ACTIONS TO TAKE:
a: Answer these questions from the article about the downtown Oakland hotel, one line each:
(i) How many rooms does the Residence Inn offer?
(ii) How much unpaid debt was on the loan at the time of the deed in lieu of foreclosure?
(iii) In what year did the hotel open?
b: Continue the article about the downtown Oakland hotel seized by its lender, picking up after its final sentence.

PAGE EXTRACT:
----

Downtown Oakland hotel taken back by lender due to delinquent loan

George Avalos • April 7, 2025

OAKLAND — A dual-branded Marriott hotel in downtown Oakland was seized by the property’s lender because of a delinquent loan, fresh evidence of the feeble state of hotels in the Bay Area.


Cook Children’s Health Care Services is now the owner of the 276-room hotel located at 1431 Jefferson St. following a deed in lieu of foreclosure, which is a streamlined version of the conventional process for a lender to seize a property with a delinquent loan, documents filed on March 28 with the Alameda County Recorder’s Office show.


Beverly Hills-based real estate firm Hawkins Way Capital, acting through an affiliate, originally paid $30.8 million to buy the property where the hotel would be built. The firm then developed the hotel, financed by a $112 million loan that a unit of Goldman Sachs Group provided in 2019.


In 2023, the Goldman Sachs subsidiary transferred the loan to Texas-based Cook Children’s Health Care System, a nonprofit whose operations include a children’s hospital in Fort Worth, Texas.


At the time of the deed in lieu of foreclosure transaction, the unpaid debt on the loan was $117.1 million, including principal, interest, late fees and penalties, according to Alameda County property records.


The 18-story hotel opened in 2022 and is operated as a hotel with dual Marriott brands – Residence Inn and AC Hotel. The Residence Inn offers 143 rooms and AC Hotel provides 133.


The Hawkins Way Capital firm believed that the two brands would give the hotel access to different types of customers. A Residence Inn typically caters to guests who plan longer stays and AC Hotel usually appeals to guests seeking shorter visits.


The foreclosure comes at a time when the majority of Bay Area hotels remain well below the lofty levels of success they had before the onset of the COVID-19 pandemic.

----

INPUT DATA:
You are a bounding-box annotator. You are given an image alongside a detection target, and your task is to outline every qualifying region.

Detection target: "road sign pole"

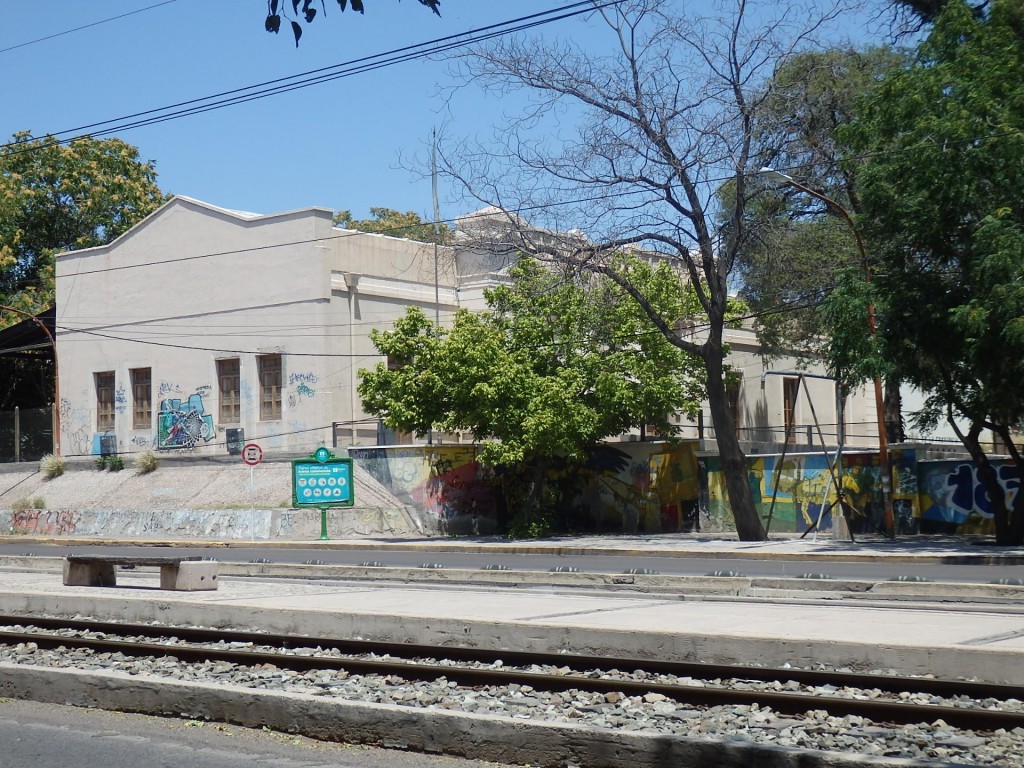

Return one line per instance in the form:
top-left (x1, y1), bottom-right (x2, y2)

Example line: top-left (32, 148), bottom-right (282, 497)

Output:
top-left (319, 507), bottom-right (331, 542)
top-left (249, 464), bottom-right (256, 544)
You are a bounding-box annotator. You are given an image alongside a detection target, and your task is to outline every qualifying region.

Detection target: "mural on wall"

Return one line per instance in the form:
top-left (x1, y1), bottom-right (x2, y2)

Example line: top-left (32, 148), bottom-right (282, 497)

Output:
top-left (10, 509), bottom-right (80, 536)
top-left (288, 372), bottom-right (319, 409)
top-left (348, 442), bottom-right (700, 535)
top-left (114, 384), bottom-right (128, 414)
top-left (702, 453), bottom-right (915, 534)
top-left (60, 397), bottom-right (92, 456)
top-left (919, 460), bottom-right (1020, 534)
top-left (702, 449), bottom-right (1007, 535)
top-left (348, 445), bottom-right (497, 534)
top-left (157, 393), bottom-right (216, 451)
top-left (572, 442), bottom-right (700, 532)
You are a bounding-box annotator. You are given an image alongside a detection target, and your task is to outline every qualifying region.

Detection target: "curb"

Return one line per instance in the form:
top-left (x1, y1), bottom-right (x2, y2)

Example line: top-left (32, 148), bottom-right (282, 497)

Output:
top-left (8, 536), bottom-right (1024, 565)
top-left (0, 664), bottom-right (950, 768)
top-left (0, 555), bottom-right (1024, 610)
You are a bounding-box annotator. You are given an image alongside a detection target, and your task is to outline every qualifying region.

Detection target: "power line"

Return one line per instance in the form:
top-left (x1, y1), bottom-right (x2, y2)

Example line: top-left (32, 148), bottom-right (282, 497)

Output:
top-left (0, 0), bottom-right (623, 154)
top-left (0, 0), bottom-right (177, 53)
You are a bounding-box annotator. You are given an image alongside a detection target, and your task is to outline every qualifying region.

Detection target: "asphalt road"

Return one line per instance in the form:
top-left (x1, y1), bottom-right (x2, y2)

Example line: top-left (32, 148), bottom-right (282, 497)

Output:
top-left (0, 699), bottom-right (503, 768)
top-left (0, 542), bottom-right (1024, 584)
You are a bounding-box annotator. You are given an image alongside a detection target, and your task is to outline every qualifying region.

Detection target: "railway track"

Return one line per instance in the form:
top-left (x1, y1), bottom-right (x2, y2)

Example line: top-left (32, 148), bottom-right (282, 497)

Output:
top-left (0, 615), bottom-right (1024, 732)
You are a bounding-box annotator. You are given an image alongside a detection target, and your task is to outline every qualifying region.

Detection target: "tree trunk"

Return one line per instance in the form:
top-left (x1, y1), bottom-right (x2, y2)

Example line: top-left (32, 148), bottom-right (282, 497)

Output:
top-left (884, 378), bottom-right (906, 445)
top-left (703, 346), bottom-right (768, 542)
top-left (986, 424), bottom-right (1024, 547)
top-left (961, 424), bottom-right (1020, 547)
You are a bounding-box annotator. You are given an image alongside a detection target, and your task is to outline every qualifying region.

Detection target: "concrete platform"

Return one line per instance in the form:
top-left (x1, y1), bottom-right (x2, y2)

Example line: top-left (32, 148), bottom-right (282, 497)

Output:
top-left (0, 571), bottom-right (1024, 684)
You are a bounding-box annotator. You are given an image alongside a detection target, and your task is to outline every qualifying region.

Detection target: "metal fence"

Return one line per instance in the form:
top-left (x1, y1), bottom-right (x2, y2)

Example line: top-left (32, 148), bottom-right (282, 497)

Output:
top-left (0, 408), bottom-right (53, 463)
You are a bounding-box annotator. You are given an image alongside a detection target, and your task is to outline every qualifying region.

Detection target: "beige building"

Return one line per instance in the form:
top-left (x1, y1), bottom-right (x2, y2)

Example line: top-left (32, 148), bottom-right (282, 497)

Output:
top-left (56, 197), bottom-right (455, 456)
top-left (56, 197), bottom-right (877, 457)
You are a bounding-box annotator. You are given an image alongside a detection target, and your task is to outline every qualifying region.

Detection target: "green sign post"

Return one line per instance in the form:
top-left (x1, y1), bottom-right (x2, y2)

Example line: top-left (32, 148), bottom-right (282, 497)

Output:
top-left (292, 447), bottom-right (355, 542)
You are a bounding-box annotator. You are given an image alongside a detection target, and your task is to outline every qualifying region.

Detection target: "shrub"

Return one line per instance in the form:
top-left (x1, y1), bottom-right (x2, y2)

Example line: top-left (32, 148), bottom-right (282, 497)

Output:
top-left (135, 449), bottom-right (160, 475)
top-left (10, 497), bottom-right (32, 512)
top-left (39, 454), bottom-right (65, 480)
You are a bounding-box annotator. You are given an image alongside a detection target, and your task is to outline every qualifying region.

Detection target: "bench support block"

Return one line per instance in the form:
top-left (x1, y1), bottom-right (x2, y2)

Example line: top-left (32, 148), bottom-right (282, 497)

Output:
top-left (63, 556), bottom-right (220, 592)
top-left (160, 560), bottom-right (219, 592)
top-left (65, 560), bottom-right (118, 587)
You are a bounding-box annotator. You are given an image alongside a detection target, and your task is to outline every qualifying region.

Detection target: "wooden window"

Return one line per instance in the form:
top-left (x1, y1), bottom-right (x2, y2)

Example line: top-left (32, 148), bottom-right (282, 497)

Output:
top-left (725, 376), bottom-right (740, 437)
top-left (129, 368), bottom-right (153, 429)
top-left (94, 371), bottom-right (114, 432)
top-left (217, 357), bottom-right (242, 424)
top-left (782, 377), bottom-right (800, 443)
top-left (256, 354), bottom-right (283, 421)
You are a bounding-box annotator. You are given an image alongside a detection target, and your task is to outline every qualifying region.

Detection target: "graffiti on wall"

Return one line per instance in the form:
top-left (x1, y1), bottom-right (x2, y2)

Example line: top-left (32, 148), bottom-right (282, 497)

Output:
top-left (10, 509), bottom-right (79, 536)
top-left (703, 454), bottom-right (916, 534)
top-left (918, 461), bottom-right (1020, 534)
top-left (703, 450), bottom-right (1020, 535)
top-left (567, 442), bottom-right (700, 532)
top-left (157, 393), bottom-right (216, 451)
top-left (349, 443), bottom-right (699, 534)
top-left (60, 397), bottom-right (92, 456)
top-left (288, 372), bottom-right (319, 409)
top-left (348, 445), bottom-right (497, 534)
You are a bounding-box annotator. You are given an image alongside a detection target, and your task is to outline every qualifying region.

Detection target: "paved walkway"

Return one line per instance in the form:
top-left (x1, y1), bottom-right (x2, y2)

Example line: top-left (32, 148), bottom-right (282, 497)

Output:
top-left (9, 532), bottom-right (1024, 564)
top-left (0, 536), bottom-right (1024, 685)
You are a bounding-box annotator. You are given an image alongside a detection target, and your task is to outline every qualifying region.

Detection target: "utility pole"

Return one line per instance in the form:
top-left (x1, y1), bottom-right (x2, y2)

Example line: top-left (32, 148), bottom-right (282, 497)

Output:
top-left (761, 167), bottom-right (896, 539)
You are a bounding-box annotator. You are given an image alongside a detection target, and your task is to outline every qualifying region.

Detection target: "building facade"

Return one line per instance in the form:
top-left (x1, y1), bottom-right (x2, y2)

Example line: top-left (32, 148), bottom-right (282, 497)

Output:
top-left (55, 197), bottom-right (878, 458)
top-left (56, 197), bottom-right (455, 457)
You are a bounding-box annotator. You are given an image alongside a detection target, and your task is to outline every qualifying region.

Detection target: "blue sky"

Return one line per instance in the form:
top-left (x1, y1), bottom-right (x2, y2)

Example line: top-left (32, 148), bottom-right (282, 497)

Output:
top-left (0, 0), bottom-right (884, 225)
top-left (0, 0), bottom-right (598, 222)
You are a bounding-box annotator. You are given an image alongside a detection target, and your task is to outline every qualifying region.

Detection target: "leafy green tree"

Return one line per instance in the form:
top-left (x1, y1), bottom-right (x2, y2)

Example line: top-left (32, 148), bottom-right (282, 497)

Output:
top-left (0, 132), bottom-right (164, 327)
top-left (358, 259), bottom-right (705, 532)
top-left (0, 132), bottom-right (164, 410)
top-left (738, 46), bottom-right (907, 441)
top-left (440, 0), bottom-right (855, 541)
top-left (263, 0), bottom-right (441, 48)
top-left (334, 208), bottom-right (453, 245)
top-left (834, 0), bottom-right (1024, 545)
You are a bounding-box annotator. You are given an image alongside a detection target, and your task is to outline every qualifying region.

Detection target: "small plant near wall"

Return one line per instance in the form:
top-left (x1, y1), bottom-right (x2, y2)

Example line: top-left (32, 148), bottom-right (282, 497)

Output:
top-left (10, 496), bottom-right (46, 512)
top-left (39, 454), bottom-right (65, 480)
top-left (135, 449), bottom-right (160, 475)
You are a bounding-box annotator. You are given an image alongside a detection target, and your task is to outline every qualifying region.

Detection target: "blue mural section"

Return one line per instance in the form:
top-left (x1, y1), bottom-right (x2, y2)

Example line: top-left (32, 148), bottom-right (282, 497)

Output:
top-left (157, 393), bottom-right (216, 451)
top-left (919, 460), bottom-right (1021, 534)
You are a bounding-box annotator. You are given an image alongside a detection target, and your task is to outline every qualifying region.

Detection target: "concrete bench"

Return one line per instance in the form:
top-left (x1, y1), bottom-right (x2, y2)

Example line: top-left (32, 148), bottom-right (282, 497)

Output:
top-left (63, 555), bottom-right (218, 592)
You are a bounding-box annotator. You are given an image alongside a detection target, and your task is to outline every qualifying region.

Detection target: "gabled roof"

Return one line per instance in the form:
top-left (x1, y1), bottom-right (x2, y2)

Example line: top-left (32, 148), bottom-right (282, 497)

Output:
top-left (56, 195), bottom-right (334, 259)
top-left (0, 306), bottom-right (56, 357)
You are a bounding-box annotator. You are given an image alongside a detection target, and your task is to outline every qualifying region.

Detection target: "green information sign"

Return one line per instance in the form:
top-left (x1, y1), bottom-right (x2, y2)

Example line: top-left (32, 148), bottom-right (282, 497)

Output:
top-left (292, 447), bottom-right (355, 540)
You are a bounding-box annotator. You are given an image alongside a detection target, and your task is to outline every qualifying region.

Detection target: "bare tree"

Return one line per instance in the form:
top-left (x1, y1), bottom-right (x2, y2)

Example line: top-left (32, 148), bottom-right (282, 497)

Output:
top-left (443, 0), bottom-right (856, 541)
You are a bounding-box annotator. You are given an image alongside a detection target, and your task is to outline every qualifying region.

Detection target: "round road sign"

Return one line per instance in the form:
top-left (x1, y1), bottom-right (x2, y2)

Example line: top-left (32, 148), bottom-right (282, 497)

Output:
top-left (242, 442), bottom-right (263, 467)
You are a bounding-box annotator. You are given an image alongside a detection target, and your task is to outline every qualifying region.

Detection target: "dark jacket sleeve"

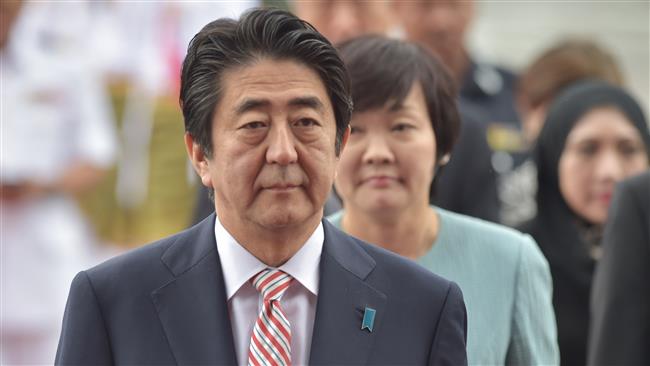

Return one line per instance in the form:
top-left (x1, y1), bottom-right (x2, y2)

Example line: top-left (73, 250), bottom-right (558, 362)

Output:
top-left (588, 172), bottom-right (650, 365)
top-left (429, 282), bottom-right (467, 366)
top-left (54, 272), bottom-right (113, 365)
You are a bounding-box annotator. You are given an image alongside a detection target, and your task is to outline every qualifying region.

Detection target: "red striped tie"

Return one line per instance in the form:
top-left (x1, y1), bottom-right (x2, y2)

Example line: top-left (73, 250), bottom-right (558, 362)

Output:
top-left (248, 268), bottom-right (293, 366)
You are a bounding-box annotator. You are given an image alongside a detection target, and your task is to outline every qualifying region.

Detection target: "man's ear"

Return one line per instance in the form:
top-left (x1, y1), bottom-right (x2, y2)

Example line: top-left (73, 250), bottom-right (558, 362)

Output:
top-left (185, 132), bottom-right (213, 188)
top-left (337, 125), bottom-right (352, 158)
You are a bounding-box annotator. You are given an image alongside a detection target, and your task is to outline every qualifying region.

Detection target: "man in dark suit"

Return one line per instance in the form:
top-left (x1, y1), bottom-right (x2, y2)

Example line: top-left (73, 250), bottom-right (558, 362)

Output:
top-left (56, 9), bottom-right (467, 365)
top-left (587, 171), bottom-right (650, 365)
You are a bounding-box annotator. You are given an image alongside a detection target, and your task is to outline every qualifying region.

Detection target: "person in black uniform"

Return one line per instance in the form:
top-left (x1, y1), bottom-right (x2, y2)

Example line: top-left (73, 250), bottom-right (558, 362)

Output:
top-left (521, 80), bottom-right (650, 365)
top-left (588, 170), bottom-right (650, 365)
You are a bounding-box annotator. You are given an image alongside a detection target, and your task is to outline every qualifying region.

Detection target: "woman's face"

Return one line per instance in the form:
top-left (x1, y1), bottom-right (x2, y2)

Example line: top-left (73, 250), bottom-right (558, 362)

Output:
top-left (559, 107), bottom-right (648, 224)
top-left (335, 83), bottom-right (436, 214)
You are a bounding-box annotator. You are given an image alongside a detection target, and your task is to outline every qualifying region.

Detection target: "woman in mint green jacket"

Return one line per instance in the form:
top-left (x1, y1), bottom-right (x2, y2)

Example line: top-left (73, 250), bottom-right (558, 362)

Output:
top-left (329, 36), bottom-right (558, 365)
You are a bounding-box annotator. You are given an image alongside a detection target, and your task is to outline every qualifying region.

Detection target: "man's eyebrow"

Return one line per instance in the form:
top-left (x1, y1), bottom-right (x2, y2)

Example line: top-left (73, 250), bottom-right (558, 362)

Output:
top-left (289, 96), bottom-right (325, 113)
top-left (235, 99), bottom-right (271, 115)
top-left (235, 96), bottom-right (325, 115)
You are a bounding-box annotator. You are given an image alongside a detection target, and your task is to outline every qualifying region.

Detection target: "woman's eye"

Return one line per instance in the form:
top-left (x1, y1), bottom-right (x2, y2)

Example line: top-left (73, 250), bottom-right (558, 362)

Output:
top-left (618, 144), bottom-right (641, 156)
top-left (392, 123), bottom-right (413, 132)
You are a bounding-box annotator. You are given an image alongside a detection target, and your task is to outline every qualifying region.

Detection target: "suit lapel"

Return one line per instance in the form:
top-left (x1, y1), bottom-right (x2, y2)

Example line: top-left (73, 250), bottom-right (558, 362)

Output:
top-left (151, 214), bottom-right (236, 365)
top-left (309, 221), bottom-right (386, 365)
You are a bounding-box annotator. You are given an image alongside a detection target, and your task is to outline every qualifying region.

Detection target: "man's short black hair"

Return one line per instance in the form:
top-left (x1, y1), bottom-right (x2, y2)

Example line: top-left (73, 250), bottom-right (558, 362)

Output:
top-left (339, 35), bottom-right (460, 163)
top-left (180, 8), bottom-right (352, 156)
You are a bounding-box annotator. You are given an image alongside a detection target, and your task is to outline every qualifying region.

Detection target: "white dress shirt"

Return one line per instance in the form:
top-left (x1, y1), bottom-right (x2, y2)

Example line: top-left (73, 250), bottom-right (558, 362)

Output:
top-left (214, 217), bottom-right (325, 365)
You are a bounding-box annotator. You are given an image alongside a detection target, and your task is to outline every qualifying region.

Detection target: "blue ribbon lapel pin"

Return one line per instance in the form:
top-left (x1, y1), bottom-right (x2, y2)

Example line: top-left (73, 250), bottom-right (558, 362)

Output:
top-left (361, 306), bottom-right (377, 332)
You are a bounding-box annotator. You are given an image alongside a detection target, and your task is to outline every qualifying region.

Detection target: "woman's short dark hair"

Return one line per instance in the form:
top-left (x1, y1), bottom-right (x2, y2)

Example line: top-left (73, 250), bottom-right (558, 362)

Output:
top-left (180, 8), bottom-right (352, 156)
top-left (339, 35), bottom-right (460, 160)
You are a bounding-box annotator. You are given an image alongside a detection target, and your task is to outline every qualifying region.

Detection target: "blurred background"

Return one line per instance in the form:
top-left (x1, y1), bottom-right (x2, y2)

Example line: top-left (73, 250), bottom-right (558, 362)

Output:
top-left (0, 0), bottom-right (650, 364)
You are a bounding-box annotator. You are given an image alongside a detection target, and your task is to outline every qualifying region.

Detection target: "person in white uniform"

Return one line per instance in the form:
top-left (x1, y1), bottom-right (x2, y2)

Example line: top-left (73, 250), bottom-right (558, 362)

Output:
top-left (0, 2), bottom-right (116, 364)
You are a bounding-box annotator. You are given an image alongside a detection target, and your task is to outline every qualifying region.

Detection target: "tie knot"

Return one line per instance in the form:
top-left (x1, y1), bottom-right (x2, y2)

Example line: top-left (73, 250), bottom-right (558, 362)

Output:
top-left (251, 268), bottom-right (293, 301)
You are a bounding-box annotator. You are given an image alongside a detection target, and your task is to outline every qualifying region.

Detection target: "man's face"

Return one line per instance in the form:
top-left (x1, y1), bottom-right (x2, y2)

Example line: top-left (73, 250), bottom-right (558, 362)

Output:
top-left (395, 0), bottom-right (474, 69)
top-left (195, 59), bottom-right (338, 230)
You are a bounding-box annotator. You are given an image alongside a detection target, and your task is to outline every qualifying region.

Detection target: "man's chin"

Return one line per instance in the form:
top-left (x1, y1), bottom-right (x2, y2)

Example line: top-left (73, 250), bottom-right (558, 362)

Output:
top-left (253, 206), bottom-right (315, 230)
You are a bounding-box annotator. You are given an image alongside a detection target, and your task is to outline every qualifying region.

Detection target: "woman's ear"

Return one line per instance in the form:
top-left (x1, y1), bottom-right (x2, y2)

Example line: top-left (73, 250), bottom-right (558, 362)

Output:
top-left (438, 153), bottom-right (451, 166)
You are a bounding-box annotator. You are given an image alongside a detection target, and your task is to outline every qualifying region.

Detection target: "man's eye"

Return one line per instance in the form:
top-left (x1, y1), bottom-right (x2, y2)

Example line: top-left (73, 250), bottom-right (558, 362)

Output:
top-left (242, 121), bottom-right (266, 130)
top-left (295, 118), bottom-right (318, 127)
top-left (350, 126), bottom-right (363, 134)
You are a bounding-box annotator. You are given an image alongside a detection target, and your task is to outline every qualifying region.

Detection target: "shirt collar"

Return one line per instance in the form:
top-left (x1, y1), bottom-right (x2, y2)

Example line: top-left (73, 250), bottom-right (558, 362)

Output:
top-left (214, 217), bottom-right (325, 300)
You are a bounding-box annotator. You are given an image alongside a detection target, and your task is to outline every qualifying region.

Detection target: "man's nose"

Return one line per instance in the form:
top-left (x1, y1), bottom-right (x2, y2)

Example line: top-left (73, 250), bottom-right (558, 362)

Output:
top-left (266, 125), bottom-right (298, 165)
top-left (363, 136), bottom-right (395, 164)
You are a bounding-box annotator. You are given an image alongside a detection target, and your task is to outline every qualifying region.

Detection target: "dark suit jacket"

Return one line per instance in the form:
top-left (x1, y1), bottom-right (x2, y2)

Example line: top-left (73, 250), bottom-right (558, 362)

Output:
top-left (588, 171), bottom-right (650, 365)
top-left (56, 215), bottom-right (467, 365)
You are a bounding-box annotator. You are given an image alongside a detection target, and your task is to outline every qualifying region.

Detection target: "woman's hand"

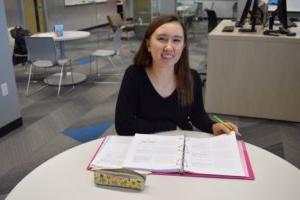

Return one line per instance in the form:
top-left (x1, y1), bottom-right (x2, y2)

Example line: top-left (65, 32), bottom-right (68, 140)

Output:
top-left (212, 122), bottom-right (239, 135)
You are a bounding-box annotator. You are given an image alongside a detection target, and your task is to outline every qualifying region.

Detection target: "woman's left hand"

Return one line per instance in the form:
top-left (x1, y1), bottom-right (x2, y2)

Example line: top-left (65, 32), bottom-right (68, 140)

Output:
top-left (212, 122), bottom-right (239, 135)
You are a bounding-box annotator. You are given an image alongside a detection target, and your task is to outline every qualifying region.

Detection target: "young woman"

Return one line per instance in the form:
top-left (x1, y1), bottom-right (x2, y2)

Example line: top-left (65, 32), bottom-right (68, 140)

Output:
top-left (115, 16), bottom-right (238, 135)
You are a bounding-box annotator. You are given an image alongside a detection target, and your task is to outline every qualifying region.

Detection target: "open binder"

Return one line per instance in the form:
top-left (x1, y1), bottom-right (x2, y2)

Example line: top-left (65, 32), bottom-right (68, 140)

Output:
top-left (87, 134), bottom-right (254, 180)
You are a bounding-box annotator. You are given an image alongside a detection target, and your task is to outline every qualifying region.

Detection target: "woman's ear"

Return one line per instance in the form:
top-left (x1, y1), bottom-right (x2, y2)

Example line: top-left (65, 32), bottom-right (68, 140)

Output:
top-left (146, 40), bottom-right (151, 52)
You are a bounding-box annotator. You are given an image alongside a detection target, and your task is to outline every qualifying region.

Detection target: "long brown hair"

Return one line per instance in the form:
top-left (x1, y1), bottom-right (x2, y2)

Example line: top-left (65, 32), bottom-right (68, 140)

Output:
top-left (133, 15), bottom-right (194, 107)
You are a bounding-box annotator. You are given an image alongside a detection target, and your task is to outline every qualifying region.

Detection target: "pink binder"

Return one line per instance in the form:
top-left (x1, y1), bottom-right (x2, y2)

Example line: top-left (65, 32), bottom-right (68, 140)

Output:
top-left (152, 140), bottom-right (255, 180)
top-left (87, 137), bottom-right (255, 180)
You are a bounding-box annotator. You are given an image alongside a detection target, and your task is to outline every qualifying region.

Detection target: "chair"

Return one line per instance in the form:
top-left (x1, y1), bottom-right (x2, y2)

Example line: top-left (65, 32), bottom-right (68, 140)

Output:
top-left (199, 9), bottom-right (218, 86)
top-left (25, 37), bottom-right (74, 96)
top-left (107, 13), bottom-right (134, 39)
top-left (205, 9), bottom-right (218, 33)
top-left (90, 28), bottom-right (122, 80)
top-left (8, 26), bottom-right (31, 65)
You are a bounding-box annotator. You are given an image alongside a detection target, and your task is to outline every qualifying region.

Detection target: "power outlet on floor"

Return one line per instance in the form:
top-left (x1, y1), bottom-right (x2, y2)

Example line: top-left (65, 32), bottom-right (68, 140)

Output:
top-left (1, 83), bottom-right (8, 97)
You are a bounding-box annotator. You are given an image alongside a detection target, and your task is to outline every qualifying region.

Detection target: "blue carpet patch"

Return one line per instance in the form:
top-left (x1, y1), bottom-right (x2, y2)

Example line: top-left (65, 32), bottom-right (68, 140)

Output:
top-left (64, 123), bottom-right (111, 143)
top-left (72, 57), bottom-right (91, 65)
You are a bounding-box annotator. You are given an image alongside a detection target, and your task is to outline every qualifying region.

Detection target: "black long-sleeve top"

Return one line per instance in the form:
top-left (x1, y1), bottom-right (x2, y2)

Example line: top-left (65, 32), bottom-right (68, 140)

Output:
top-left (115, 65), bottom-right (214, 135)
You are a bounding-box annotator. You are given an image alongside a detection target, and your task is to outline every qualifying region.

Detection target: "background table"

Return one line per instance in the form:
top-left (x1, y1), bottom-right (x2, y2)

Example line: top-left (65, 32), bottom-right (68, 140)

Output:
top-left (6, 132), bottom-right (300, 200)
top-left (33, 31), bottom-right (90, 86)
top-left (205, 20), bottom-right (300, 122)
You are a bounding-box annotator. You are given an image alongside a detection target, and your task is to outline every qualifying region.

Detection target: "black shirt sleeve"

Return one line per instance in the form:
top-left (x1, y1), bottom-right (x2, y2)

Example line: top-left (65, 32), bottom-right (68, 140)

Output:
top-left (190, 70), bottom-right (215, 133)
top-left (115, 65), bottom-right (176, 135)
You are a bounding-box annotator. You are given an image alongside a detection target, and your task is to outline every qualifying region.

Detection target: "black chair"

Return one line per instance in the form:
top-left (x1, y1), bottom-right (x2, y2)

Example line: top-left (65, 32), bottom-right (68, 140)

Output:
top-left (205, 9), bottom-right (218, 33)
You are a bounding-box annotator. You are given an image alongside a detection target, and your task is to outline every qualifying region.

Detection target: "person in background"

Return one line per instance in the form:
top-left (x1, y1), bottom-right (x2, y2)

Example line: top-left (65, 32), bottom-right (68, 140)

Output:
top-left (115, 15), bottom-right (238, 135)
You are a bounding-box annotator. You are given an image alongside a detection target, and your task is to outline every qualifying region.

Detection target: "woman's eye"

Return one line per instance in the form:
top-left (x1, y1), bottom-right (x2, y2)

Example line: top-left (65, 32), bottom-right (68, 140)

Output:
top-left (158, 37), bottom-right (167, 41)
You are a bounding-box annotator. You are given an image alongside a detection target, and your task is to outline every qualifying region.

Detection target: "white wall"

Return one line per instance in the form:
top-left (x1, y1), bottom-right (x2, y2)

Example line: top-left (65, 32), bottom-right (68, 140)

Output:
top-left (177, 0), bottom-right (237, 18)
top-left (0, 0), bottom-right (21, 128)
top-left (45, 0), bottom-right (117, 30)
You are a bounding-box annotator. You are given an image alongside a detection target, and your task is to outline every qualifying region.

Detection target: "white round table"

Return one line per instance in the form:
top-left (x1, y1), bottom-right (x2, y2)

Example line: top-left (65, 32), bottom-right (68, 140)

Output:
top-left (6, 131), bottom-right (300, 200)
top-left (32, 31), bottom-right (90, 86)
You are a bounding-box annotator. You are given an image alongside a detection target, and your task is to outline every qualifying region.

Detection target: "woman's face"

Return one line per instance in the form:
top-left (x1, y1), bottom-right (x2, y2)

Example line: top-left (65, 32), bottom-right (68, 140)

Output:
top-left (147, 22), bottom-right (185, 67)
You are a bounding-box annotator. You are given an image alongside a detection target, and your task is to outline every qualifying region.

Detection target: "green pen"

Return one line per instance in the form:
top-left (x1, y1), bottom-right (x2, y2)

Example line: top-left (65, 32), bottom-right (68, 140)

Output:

----

ANSWER SECTION:
a:
(i) 143
(ii) $117.1 million
(iii) 2022

b:
These trends are visible in key benchmarks that experts use to assess the hotel market, according to information provided by CoStar, which tracks the commercial real estate industry.


Here is how several key markets fared in 2024 compared with 2023 in terms of revenue per available room, according to reports provided to this news organization by CoStar:

• Oakland: $88.55, down 5.2%

• Downtown San Jose: $139.40, up 27.9%

• San Jose: $116.23, up 9%

• San Francisco: $139.34, down 4.9%

• Los Angeles: $139.68, down 1.7%

• Anaheim: $149.15, down 1.5%

• San Diego: $157.90, down 4.9%

• Sacramento: $101, up 2.2%

• Monterey County: $179.05, up 1.5%

• Santa Barbara County: $168.86, up 1.5%

• San Luis Obispo County: $190.32, down 0.3%



The revenue per available room metric isn’t the only sign of difficulties in the Oakland hotel market. The Hilton Oakland Airport Hotel closed its doors in August 2024, a shutdown that erased 152 jobs.


In October 2024, the Courtyard Oakland Downtown, a 162-room hotel, was bought for $10.6 million — a 76% decline from the hotel’s prior value.

In February, the 500-room Oakland Marriott City Center went into default on a $100 million loan, raising the specter of foreclosure for the East Bay’s largest hotel.